> _Text excerpt_
+---+
Development of Structure Activity Correlation Model on Aroylindole Derivatives as Anticancer Agents

Abstract

Background: Aroylindole derivatives, the structural analogs of Combretastatin A-4 has been found to possess potent growth inhibitory activity on several cancer cell lines due to its excellent antitumor and antivascular activities. The aim of present research work is to identify lead and establish structure activity correlation of trimethoxyaroylindole derivatives, using integrated ligand and structure based computational approaches. Materials and Methods: A correlation between structure and biological activity was established using computational approaches i.e., structure activity correlation by pharmacophore and atom based 3D QSAR, molecular docking and energetic based pharmacophore mapping studies of trimethoxyaroylindole derivatives. Results and Discussion: The 3D-QSAR on trimethoxyaroylindole derivatives generated and showed best statistical result for CPHs AAARR.182 was validated by Q2 (0.6929), R2 (0.82). The Comp. 1 of the training set was employed as template for hydrogen bond donor, hydrophobic and hydrogen bond acceptor field prediction features and visualization of the 3D-QSAR model provides details of relationship between structure and biological activity of trimethoxyaroylindole derivatives. Pharmacophore model was developed by Phase and e-pharmacophore on comp. 1, the trimethoxy group with ring A, keto group, N-H group with ring B and ring C are pharmacophoric group important for the lead generation and coincide with various chemical features that may facilitate non-covalent binding between the ligand and its target receptor. Molecular docking studies showed critical interactions between Cys241, Val318 and meta, para-methoxy group at ring A while and Thr179 and NH of indole (distance 3.5 Å). The para position of trimethoxyphenyl ring bind to SH group of CYS 241 receptor molecule via hydrogen bond. Conclusion: The lead identification and establish structure activity correlation of trimethoxyaroylindole derivatives, were performed using integrated ligand and structure based computational approaches i.e., atom based 3D QSAR and pharmacophore study, molecular docking, energetic based pharmacophore mapping studies showed promising results. The outcomes of present studies could be utilized for the design of novel aroylindole derivatives including its lead optimization as potential anticancer agent.
+---+
> _Supplied information_
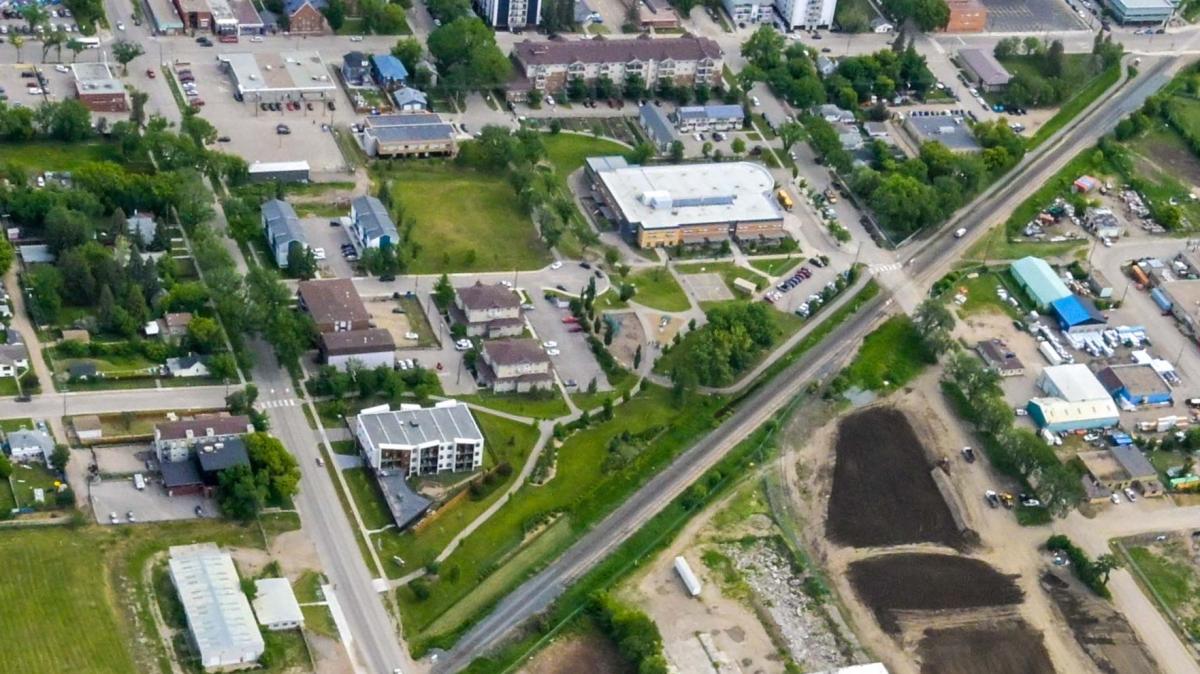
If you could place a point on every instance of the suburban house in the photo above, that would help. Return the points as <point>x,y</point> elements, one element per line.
<point>275,605</point>
<point>487,311</point>
<point>13,360</point>
<point>355,68</point>
<point>415,440</point>
<point>220,623</point>
<point>547,66</point>
<point>514,365</point>
<point>305,17</point>
<point>334,305</point>
<point>187,366</point>
<point>30,444</point>
<point>371,224</point>
<point>363,348</point>
<point>282,229</point>
<point>408,100</point>
<point>143,227</point>
<point>175,440</point>
<point>388,72</point>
+---+
> _Exercise prompt_
Do these statements agree with the aroylindole abstract? For each, answer yes or no and quote the deciding words.
1. The 3D-QSAR model AAARR.182 had an R2 value of 0.82.
2. The para position of the trimethoxyphenyl ring binds to Cys241 through a covalent bond.
3. Comp. 1 of the test set served as the template for the field prediction features.

> _Solution_
1. Yes: "validated by Q2 (0.6929), R2 (0.82)"
2. No: "The para position of trimethoxyphenyl ring bind to SH group of CYS 241 receptor molecule via hydrogen bond."
3. No: "The Comp. 1 of the training set was employed as template"